- Task statement
The entries must be set down again word for word; no pictures belong in the copy.

----

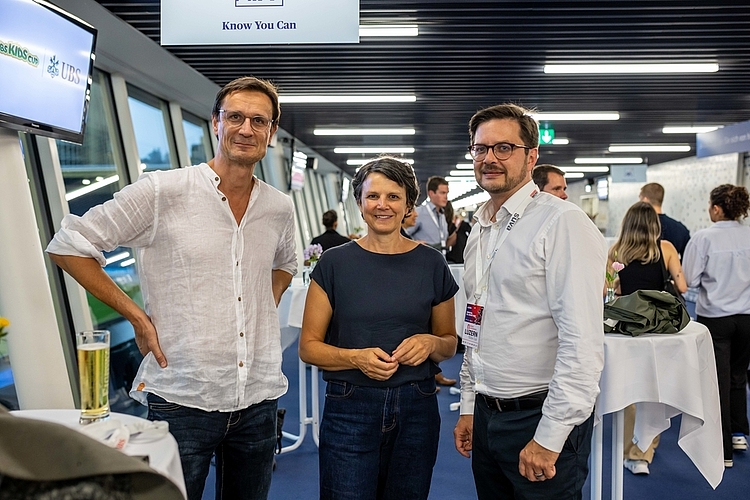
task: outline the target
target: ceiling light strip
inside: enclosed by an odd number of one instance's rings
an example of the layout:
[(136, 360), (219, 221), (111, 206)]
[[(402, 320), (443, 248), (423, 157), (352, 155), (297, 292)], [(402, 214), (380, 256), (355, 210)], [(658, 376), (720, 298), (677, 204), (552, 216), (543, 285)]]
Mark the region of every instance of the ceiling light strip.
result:
[(612, 144), (610, 153), (687, 153), (689, 144)]
[(282, 104), (416, 102), (415, 95), (280, 95)]
[(316, 128), (313, 135), (414, 135), (413, 128)]
[(362, 148), (347, 148), (347, 147), (341, 147), (341, 148), (334, 148), (334, 153), (340, 153), (340, 154), (381, 154), (381, 153), (413, 153), (414, 148), (413, 147), (404, 147), (404, 146), (372, 146), (372, 147), (362, 147)]
[(721, 128), (721, 125), (695, 125), (695, 126), (684, 126), (684, 127), (664, 127), (661, 129), (663, 134), (704, 134), (706, 132), (713, 132)]
[(654, 73), (716, 73), (716, 63), (698, 64), (545, 64), (547, 74), (654, 74)]
[[(377, 158), (356, 158), (351, 160), (346, 160), (347, 165), (364, 165), (365, 163), (370, 163), (373, 160), (376, 160)], [(414, 159), (413, 158), (399, 158), (398, 161), (408, 164), (413, 164)]]
[(359, 26), (359, 36), (419, 36), (419, 26), (416, 24), (365, 24)]
[(581, 113), (533, 113), (531, 116), (538, 122), (542, 121), (599, 121), (619, 120), (620, 113), (616, 111), (581, 112)]
[(593, 163), (593, 164), (603, 164), (603, 165), (616, 165), (616, 164), (638, 164), (643, 163), (643, 158), (638, 157), (630, 157), (630, 158), (618, 158), (618, 157), (611, 157), (611, 158), (576, 158), (573, 160), (573, 163), (576, 165), (580, 164), (587, 164), (587, 163)]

----

- Solution to this problem
task: outline the target
target: ceiling light strip
inside: enclosed by an odd number of one instance's rings
an example of the layout:
[(136, 360), (219, 221), (111, 206)]
[[(402, 320), (443, 248), (423, 157), (352, 155), (297, 292)], [(402, 214), (380, 256), (355, 210)], [(658, 376), (720, 298), (677, 204), (552, 216), (543, 285)]]
Mark the region of every instance of the ceiling light strip.
result:
[(612, 144), (610, 153), (687, 153), (689, 144)]
[(282, 104), (416, 102), (415, 95), (280, 95)]
[(316, 128), (313, 135), (414, 135), (413, 128)]
[(362, 148), (347, 148), (347, 147), (341, 147), (341, 148), (334, 148), (334, 153), (340, 153), (340, 154), (381, 154), (381, 153), (413, 153), (414, 148), (413, 147), (404, 147), (404, 146), (372, 146), (372, 147), (362, 147)]
[(721, 128), (721, 125), (695, 125), (695, 126), (684, 126), (684, 127), (664, 127), (661, 129), (663, 134), (704, 134), (706, 132), (713, 132)]
[(654, 73), (716, 73), (716, 63), (698, 64), (545, 64), (547, 74), (654, 74)]
[[(377, 158), (356, 158), (351, 160), (346, 160), (347, 165), (364, 165), (365, 163), (370, 163), (373, 160), (376, 160)], [(414, 159), (413, 158), (399, 158), (398, 161), (408, 164), (413, 164)]]
[(359, 26), (359, 36), (419, 36), (419, 26), (416, 24), (365, 24)]
[(581, 113), (533, 113), (531, 116), (538, 122), (542, 121), (599, 121), (619, 120), (620, 113), (616, 111), (581, 112)]
[(593, 163), (593, 164), (603, 164), (603, 165), (616, 165), (616, 164), (638, 164), (643, 163), (643, 158), (638, 157), (630, 157), (630, 158), (618, 158), (618, 157), (611, 157), (611, 158), (576, 158), (573, 160), (573, 163), (576, 165), (580, 164), (587, 164), (587, 163)]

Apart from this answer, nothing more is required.